Document excerpt:
By Jeff Troth, U.S. Army Medical Department Activity -- Fort Carson PAO
FORT CARSON, Colo. -- Evans Army Community Hospital has won the U.S. Army Medical Command Barney Richmond Facility Management Award for the second year in a row.
Aaron Hicks, Evans facility engineer, was presented the award during a ceremony at the hospital Sept. 27, 2017.
"It is an honor to get this award, but I am still kind of numb," said Hicks, who received the R. B. Maynor Memorial Quality Assurance Evaluation Award last year. "I think us getting this award is a representation of the people I work with -- it was a team effort. It takes a shop to do a job, and it isn't just an individual."
During the past year, Hicks has been one of the individuals involved in two major projects at Evans. The first is replacing two 30-year-old air handlers that service the hospital's operating rooms, the Post Anesthesia Care Unit (recovery room), Intensive Care Unit and the Mountain Post Birthing Center's two Caesarean section operating rooms and nursery. The other was replacing the hospital's substations and motor control stations.

Extracted data:
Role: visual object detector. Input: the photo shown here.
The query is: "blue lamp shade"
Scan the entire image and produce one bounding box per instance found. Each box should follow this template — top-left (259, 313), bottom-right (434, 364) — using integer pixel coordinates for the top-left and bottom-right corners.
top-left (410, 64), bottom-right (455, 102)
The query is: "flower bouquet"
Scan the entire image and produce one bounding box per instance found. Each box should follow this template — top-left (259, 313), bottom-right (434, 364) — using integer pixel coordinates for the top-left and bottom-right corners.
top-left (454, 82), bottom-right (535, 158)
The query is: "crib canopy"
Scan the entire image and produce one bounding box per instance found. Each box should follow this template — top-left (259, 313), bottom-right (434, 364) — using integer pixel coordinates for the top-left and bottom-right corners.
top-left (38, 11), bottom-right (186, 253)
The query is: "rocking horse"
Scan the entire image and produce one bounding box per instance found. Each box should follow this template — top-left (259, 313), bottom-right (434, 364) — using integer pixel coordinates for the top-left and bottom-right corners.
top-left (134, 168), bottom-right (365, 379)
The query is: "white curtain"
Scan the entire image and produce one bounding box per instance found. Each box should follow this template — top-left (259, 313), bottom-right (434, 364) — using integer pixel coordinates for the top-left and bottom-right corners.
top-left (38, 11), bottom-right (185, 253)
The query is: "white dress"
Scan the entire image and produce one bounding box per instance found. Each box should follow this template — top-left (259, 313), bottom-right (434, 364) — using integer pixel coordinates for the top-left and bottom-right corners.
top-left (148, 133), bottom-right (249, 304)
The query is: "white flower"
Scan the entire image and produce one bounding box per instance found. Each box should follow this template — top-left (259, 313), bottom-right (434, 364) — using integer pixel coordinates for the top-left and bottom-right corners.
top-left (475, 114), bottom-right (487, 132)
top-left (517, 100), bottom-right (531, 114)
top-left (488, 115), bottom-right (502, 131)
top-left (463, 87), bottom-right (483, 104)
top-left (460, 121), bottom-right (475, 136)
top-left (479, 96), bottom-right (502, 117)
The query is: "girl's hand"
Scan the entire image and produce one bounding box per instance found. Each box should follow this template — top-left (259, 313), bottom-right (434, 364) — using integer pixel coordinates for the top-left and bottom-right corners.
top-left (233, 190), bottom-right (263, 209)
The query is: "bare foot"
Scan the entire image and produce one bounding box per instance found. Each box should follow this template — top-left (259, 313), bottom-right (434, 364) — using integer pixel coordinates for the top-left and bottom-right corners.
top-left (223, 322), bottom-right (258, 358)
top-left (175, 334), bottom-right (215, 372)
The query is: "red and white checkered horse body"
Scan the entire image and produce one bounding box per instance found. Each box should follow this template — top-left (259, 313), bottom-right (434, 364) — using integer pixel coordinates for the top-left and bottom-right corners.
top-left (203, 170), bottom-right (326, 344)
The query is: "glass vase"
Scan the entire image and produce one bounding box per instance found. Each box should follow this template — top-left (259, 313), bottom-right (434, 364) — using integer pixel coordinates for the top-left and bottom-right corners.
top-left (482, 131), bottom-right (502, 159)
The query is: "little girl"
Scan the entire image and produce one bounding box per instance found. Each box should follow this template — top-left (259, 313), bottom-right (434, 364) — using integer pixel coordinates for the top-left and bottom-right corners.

Questions on the material:
(a) Which areas of the hospital does the article on the Evans facility management award say the two air handlers being replaced serve? List every one.
(b) Could you quote the stretch from "By Jeff Troth, U.S." through "Sept. 27, 2017." in the article on the Evans facility management award?
(c) Can you write what comes next in the article on the Evans facility management award, picking up after its final sentence?

Answers to the tasks:
(a)
- Operating rooms
- Post Anesthesia Care Unit (recovery room)
- Intensive Care Unit
- Mountain Post Birthing Center's two Caesarean section operating rooms
- Mountain Post Birthing Center's nursery

(b)
By Jeff Troth, U.S. Army Medical Department Activity -- Fort Carson PAO
FORT CARSON, Colo. -- Evans Army Community Hospital has won the U.S. Army Medical Command Barney Richmond Facility Management Award for the second year in a row.
Aaron Hicks, Evans facility engineer, was presented the award during a ceremony at the hospital Sept. 27, 2017.

(c)
"Aaron has been very instrumental in developing the scope of work in these projects," said Rashad Rajab, Evans' facility manager and recipient of the 2016 Barney Richmond Facility Management Award. "His job didn't stop once the contractors started working, though. He has had to work closely with the contractor and the (Army) Corps of Engineers in developing resolutions which may arise during a project. All projects, especially ones this big, are going to have issues occur which are unforeseeable at the beginning of the contract."
Rajab said Hicks' 21 years at Evans has helped him figure out what problems might come up 90 percent of the time, but one never knows exactly what he is going to get when tearing down a wall or taking down a ceiling in the 31-year old hospital.
"He has every inch of this facility in his head," said Rajab. "As the facility engineer, he knows all of the systems in the hospital and is technically competent on all of them and is able to provide guidance to our maintenance and construction contractors."
Hicks has almost 38 years as an engineer for the government, 16 of them with Navy ships.
"But I was hired here 21 years ago as a general engineer," he said. "I have learned a lot about this hospital over the years and have seen the hospital go through some significant changes."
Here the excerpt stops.